Point localization data

----------------------------------------

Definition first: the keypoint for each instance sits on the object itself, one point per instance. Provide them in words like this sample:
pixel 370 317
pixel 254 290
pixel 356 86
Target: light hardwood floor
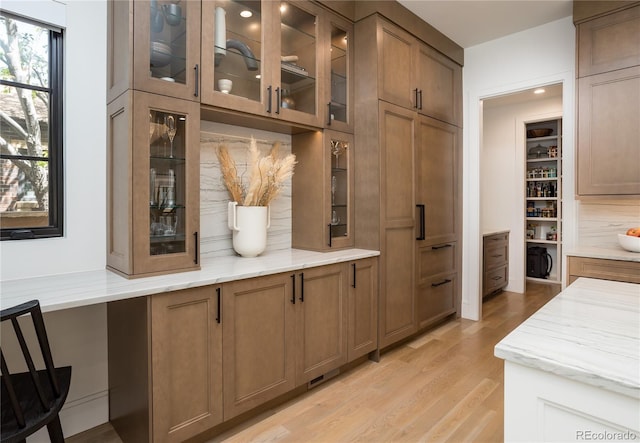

----------------------------------------

Task description: Gather and copy every line of the data in which the string "pixel" is found.

Written answer:
pixel 370 317
pixel 254 290
pixel 356 86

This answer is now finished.